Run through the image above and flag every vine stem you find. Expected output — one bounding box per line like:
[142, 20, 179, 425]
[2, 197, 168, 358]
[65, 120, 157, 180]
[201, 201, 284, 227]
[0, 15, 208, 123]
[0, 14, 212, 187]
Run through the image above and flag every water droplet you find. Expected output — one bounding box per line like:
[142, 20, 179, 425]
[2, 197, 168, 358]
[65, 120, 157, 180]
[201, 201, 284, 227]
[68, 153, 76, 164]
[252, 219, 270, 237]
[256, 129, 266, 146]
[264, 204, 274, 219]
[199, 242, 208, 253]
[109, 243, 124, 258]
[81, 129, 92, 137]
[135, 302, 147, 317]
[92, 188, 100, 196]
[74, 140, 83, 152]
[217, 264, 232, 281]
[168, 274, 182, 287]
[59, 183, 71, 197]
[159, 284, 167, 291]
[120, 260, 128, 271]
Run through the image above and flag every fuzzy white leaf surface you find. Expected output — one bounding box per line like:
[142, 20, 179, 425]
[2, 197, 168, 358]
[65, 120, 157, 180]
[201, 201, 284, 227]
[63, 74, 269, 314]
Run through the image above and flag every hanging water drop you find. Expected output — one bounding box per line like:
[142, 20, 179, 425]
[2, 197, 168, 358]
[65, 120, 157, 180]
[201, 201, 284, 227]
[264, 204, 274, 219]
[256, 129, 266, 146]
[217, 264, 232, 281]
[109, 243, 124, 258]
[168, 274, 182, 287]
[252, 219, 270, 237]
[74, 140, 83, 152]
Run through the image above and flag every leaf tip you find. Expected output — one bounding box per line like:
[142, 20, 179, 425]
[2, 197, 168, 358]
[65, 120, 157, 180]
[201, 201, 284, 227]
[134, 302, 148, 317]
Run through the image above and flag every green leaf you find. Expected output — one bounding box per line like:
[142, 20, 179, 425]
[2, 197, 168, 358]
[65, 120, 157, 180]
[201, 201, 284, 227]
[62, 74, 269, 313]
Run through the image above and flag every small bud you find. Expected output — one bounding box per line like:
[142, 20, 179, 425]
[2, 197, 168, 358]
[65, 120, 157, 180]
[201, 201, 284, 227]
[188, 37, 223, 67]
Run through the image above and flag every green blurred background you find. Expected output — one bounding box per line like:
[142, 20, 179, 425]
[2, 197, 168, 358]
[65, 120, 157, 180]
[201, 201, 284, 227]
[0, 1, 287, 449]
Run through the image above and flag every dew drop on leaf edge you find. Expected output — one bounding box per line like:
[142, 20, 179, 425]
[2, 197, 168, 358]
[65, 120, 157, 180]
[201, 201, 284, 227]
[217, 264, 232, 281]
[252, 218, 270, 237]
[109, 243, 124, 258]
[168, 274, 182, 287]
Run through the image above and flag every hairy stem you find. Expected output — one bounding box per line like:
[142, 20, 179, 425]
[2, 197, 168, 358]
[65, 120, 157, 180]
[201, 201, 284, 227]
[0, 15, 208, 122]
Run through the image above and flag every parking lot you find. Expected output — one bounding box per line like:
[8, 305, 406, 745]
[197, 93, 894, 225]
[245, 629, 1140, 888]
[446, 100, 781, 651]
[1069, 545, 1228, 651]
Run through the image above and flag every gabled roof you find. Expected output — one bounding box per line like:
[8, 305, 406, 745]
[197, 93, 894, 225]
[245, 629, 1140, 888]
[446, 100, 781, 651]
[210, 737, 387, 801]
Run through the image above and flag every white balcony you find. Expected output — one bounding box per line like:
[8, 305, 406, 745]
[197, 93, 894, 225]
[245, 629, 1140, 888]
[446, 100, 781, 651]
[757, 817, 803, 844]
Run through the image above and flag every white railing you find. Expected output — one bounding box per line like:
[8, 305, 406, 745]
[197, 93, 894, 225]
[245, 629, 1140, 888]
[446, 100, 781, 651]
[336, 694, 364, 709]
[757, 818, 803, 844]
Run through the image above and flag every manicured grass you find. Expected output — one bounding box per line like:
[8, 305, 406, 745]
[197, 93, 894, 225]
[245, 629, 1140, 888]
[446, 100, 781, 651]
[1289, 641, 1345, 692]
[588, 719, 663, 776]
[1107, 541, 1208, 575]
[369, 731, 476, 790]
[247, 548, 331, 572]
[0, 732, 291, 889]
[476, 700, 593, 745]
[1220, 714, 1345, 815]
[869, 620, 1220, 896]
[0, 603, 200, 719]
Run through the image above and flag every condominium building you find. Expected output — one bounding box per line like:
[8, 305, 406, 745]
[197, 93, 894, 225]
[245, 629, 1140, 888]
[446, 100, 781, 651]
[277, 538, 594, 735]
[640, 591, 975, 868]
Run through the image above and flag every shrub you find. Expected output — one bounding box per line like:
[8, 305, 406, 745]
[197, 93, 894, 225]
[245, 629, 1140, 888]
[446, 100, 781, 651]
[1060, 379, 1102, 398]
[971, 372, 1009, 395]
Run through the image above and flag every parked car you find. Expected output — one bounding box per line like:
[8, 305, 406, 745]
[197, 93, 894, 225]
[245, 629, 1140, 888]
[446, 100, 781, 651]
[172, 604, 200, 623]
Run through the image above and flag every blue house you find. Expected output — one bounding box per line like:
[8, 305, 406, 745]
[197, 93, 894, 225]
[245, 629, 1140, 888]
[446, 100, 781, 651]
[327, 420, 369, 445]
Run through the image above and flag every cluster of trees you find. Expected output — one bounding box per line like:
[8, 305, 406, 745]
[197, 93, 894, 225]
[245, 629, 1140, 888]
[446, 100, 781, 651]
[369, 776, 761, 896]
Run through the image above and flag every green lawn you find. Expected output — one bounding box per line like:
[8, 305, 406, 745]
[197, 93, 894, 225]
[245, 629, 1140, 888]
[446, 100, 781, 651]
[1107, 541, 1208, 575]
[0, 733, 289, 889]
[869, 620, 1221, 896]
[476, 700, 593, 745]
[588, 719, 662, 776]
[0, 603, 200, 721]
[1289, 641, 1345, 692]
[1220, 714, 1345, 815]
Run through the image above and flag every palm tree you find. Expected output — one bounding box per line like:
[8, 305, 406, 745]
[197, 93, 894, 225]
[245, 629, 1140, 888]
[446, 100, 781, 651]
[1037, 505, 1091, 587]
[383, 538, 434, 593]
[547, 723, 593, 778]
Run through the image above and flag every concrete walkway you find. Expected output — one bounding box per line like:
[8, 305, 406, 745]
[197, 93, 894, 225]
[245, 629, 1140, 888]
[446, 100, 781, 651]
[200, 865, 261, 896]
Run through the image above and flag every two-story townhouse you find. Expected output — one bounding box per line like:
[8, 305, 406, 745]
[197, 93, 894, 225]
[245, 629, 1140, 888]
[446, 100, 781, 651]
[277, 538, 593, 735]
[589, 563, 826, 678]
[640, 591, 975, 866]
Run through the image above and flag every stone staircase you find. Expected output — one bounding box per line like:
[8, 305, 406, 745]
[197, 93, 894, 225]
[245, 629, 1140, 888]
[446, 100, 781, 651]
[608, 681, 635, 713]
--------------------------------------------------
(TASK BRIEF) List every line in the items above that contains the word "water".

(EXPECTED ANSWER)
Run through the image above and flag every water droplet you find. Expected output — one bounding box per line like:
Run through the image above and flag every hanging water drop you find. Expected output — one bounding box per line like:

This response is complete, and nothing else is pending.